— What is being asked —
Write down exactly the lines of the records below, beginning with the first and ending with the line that includes "box: [73, 53, 172, 84]".

──────── Provided records ────────

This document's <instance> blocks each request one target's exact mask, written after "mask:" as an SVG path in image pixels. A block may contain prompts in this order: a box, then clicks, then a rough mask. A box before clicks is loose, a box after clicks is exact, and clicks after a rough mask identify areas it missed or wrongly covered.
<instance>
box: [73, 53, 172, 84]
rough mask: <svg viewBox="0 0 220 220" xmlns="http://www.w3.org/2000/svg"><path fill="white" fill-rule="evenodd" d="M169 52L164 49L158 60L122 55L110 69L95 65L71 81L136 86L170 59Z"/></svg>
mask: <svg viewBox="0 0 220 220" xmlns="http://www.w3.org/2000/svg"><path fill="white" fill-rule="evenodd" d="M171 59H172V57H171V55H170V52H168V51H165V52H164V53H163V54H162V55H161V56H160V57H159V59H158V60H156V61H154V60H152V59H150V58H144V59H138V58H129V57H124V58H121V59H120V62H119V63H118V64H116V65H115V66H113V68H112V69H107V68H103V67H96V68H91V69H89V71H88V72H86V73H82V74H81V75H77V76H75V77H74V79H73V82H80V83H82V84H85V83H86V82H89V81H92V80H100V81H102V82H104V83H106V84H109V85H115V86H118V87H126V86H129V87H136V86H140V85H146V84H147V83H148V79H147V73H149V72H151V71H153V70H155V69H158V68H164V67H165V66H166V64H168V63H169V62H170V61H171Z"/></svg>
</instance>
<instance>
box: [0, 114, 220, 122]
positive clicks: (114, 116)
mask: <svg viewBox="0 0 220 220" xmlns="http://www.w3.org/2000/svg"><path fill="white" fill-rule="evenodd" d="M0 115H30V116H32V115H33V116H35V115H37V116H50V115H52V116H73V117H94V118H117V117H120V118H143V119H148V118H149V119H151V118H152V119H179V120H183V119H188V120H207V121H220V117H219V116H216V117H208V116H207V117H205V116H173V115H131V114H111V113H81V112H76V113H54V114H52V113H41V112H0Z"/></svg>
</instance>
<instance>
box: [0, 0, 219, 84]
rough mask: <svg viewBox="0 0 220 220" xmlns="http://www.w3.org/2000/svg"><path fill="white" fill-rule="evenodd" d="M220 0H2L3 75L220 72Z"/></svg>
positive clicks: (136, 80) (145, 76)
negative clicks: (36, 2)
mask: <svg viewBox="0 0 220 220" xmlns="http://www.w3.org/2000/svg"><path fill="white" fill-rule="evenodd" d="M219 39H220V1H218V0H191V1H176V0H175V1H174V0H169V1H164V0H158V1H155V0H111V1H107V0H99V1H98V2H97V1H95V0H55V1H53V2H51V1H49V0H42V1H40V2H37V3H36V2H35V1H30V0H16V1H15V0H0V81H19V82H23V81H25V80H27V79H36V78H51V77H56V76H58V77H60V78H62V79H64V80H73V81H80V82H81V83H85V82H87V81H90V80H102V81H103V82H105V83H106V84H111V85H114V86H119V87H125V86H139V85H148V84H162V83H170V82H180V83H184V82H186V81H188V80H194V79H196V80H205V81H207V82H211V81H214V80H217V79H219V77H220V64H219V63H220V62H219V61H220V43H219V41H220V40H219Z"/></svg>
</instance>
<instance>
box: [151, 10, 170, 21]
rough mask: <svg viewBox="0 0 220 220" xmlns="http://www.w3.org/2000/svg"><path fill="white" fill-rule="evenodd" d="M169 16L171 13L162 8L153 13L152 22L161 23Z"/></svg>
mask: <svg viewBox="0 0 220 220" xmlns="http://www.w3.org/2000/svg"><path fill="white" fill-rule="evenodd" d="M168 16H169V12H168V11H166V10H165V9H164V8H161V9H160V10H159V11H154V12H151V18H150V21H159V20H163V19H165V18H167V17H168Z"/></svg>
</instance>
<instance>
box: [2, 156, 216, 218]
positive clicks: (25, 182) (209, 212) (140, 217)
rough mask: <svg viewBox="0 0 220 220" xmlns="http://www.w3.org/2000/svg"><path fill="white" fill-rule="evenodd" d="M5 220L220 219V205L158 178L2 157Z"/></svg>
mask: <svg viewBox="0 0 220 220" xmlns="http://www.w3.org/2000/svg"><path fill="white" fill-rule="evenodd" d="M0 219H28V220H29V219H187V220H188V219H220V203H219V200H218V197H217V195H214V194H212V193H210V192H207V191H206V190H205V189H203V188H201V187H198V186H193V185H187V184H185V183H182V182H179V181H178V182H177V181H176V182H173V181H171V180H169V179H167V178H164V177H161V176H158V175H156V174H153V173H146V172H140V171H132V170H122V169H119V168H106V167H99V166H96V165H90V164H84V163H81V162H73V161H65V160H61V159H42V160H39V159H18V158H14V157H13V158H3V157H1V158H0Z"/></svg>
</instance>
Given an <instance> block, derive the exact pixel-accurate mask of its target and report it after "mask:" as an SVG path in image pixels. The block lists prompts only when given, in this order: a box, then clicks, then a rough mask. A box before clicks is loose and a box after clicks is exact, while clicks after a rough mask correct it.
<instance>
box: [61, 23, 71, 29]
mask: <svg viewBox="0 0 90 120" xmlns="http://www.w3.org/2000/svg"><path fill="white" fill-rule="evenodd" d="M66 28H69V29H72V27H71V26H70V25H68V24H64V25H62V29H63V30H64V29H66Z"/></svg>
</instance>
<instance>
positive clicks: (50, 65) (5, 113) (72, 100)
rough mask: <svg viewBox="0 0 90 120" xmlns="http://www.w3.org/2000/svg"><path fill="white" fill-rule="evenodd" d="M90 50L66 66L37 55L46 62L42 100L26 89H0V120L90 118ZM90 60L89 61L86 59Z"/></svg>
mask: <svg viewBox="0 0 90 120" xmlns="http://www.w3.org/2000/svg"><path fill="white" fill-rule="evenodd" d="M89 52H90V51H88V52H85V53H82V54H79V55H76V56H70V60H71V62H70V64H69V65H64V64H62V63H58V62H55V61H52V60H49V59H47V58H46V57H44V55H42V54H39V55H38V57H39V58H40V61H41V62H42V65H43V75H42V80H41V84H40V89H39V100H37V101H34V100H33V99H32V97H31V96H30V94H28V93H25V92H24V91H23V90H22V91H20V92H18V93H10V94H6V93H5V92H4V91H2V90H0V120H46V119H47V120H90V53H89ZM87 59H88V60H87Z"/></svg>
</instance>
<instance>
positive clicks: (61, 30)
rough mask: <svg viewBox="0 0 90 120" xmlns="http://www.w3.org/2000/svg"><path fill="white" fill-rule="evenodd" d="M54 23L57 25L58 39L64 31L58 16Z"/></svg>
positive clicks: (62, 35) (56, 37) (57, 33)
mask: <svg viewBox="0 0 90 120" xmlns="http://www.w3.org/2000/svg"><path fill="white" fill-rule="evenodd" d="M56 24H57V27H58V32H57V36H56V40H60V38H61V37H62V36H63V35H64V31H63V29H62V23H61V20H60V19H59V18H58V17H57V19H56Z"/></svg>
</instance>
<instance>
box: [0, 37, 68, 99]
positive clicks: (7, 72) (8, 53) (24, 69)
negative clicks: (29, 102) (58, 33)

────────

— Problem solution —
This document's <instance> blocks each request one target's exact mask, written after "mask:" as an SVG path in image pixels. A block may contain prompts in this order: a box, then clicks, then a rough mask. A box before clicks is loose, a box after clicks is exact, and clicks after a rough mask identify areas it missed or wrongly covered.
<instance>
box: [73, 53, 172, 84]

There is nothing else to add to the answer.